**REQUIREMENT**
Omit the pictures and output every entry below exactly as written.

**RECORDS FOR THIS EXERCISE**
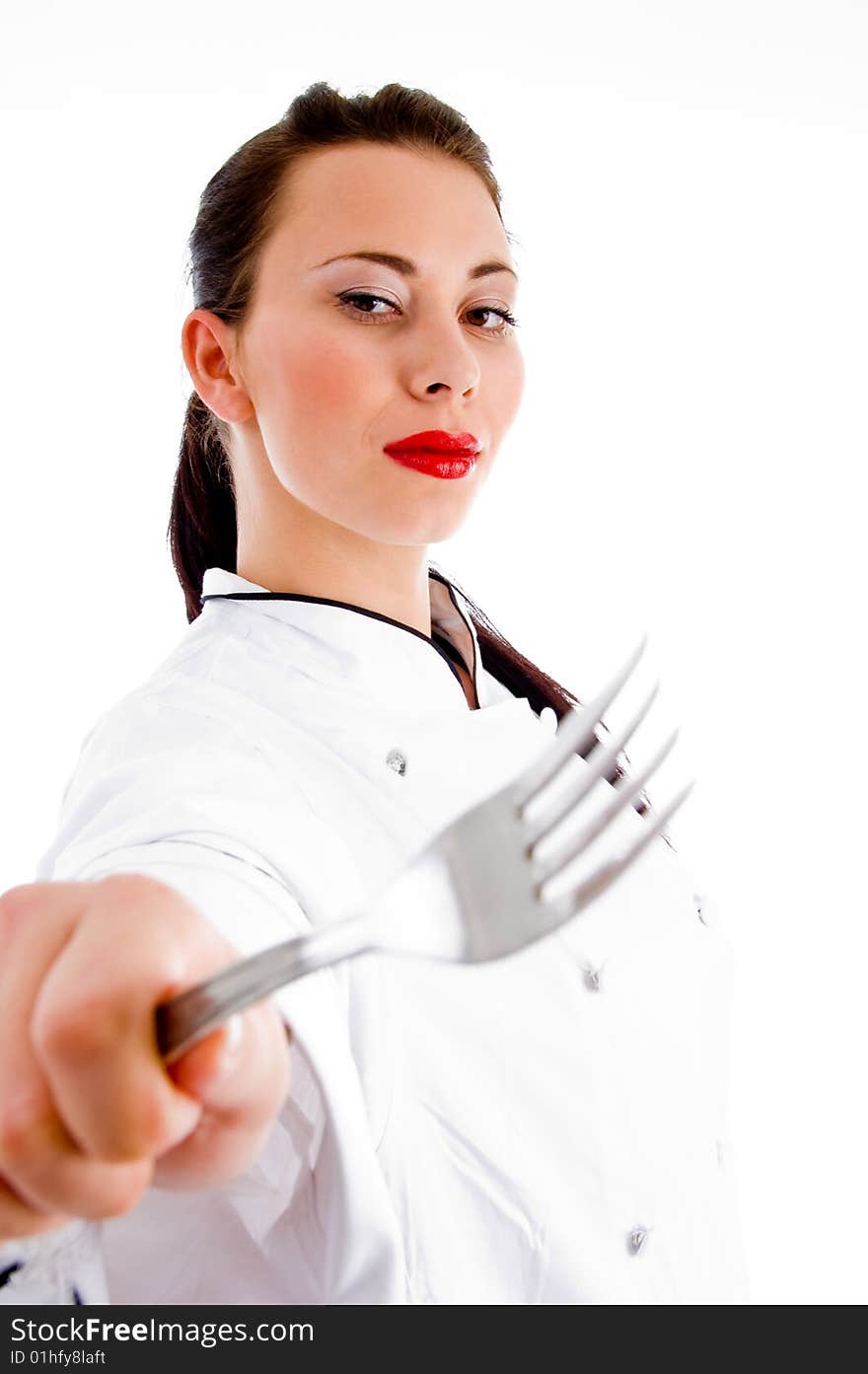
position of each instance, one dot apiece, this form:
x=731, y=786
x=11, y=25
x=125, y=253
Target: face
x=336, y=360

**EXERCISE ANSWER**
position of each instance, one dot apiece, this form:
x=731, y=786
x=11, y=25
x=125, y=253
Target: face
x=336, y=360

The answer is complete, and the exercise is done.